#### STUDY QUESTIONS:
A - Decide whether each statement agrees with the blog text. Answer yes or no for each and quote the exact words of the blog text that settle it: (i) The Concert Hall was full for Opera Australia's Radiance Concert. (ii) The Jorn Utzon State Memorial took place on the 25th March. (iii) The Rossini Stabat Mater was the least successful piece in the Radiance Concert.
B - Continue the blog text, starting right after its last sentence, which ends with "blog on about."

Tuesday, March 31, 2009

MEMORIAL

















Our several visits to the Opera House over the last few weeks have been dominated by the most significant - the Jorn Utzon State Memorial on the 25th March.

Before that we had joined a half-full Concert Hall for Opera Australia's Radiance Concert. Sir Richard Armstrong and the Opera and Ballet Orchestra were out of the pit and on full display in a Programme conceived by the late Richard Hickox. It proved to be just another night spent missing his finesse. The Britten Sea Pictures were coarse. Cheryl Barker's struggle against untamed and untempered orchestral forces in Strauss' Four Last Songs was nearly hurtful to witness. The Rossini Stabat Mater was the most successful. What it lacked in subtlety it made up for in volume and some fine singing, particularly John Wegner, Rosamund Illing's arching soprano and Domenica Matthews gorgeous mezzo full of colour and bloom, and more fine choral work from the chorus. I dreamt of a Norma, with a different tenor.

The SSO's second concert in our Series was an absolute joy. The young debut conductor Douglas Boyd tells all you need to know with his hands, a marked contrast to the clenched fist air punching of the knight from the same realm. Paul Lewis made the Beethoven 1st a delight, playing what always seems to me the impossibly difficult with such certain playfulness, or playful certainty. The Hayden was a revelation in beauty and novelty, and the Bartok I loved, huge string forces like giant elastic galaxies, countered with cosmic outbursts from the celesta, xylophone and percussion, and harp. It was exhilarating. This was terrific programming.

The Utzon Memorial is hard to talk about without resorting to emotion and excess. It was a perfect and timely reconciliation, an extremely beautiful, moving, tearful and exemplary display of our gratitude for his gift. We weren't the only ones red eyed and wet cheeked by a long way. I suppose it has been detailed elsewhere, I'm not sure, and maybe later there'll be time to tell the full story. However, Premier Nathan Rees, with words of remarkable insight, gave a particularly fine speech on how a building so few actually enter has entered the hearts of so many and David Malouf's 'An Angel at Bennelong Point' merits nothing less than full reproduction. At the end a heartbroken full house stood to acknowledge the Utzons, Jan wiping away tears, after Lin Utzon's moving reading of the poem "Do not stand at my grave and weep", a poem my niece had read at my mother's funeral the day before.

















SKY IV






















Monday, March 30, 2009

TIME FOR THOUGHT


This morning's walk through the bush started late. I'd spent the early morning, cool with low cloud and a clearing mist, raking the pebbles. There's lots of pebbles, and although I enjoy the gum leaf scatter, which is easing now the days are milder, I also enjoy the raking. This way today, that way next time. I'd been thinking I was ready to post again.

Perhaps it was the time spent in that almost meditative state, a repetitive gentle sway, focused on nothing in particular, or maybe it was a change in antennae, but as I closed the gate near the water tanks and headed down the bush track behind the dogs, there came a clear thought: We saw another snake today. We saw another snake today?  This was so strong it was as if it were trying to be my opening sentence. But we hadn't seen a snake today, and anyway, it wasn't something I'd pick up and blog on about.

#### SUPPLIED MATERIAL:

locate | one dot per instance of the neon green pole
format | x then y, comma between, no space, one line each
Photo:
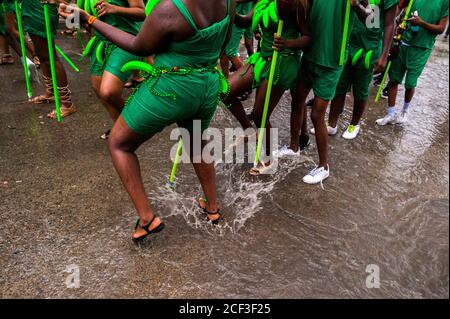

#### EXERCISE RESPONSES:
A -
(i) No: "we had joined a half-full Concert Hall for Opera Australia's Radiance Concert"
(ii) Yes: "the Jorn Utzon State Memorial on the 25th March"
(iii) No: "The Rossini Stabat Mater was the most successful."

B -
By now the cloud had lifted and the sun was breaking through the canopy and spotting the undergrowth. I was, with fair reason, more than usually sensitive to transition, focusing o
n the little changes, things not there, or not noticed, yesterday and maybe gone tomorrow: a small cluster of Hibbertia, buttercup yellow caught in a sunbeam, and a tiny but proud stem of the pea plant, Bossiaea heterophylla, one of our autumn signals, only inches off the forest floor. I would go back with the camera.

It would have been an hour before we were back at the very spot where the 'thought' occurred - we saw another snake today - and there, in the native grasses just off the track, there it was, not as black and shiny as usual, perhaps about to shed its skin, but quietly still in the grasses, in a patch of warm morning sun. 

Both dogs, ahead a few paces as usual, had walked past, and it was not till I was alongside that I noticed it, a metre away. It was as if time had been breached. We'd seen another snake today. The head was down, but it stayed its full fatness, not flattening out as sometimes happens when they're frightened, and I thought it asleep, or even sick.

Not one to hang around, I hurried the dogs along, back through the gate, then down the inside of the fence where I could see it again, wondering if I should duck back home for the camera. It was gone.

As much as I am anxious about snakes, and the dogs, I found myself uplifted and reassured by the experience. Away from the static (as K had noted when we were on Lord Howe Island) connections are there to be made, if only we were more open, something Robert Lawlor looks at in his beautiful book, Voices of the First Day. Time is not linear.















where the snake wasn't / was / wasn't















Hibbertia sp.





















Bossiaea heterophyllia





















Tuesday, March 10, 2009

THE GREAT DISRUPTION


Thomas Friedman, OBE, Master of Philosophy, Pulitzer Prize winner, author (From Beirut to Jerusalem), and economic, political and foreign affairs columnist, steps "outside the normal boundaries of analysis" in his New York Times article this week, and asks:

" What if the crisis of 2008 represents something much more fundamental than a deep recession? What if it’s telling us that the whole growth model we created over the last 50 years is simply unsustainable economically and ecologically and that 2008 was when we hit the wall — when Mother Nature and the market both said: “No more.” 

We have created a system for growth that depended on our building more and more stores to sell more and more stuff made in more and more factories in China, powered by more and more coal that would cause more and more climate change but earn China more and more dollars to buy more and more U.S. T-bills so America would have more and more money to build more and more stores and sell more and more stuff that would employ more and more Chinese ...

Over a billion people today suffer from water scarcity; deforestation in the tropics destroys an area the size of Greece every year — more than 25 million acres; more than half of the world’s fisheries are over-fished or fished at their limit.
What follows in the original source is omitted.